>> START Passage given
The structure is as follows (as of commit e13c05366557cb):
* main():
* basic initializations (e.g. init_libav() and more)
* pre-parse command line (verbosity level, config file locations)
* load config files (parse_cfgfiles())
* parse command line, add files from the command line to playlist
(m_config_parse_mp_command_line())
* check help options etc. (call handle_help_options()), possibly exit
* call play_files() function that works down the playlist:
* run idle loop (idle_loop()), until there are files in the
playlist or an exit command was given (slave mode only)
* actually load and play a file in play_current_file():
* run all the dozens of functions to load the file and
initialize playback
* run a small loop that does normal playback, until the file is
done or a slave command terminates playback
(on each iteration, run_playloop() is called, which is rather
big and complicated - it decodes some audio and video on
each frame, waits for input, etc.)
* uninitialize playback
* determine next entry on the playlist to play
* loop, or exit if no next file or quit is requested
(see enum stop_play_reason)
* call exit_player_with_rc()
>> END Passage given
>> START Data entries
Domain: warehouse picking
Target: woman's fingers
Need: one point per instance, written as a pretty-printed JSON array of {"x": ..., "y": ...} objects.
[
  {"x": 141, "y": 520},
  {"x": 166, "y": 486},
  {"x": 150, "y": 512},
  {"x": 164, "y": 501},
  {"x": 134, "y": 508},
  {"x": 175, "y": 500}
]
>> END Data entries
Work instructions: In the outline of the player's main() structure, which function is called on each iteration of the normal playback loop?

Solution to this problem: run_playloop()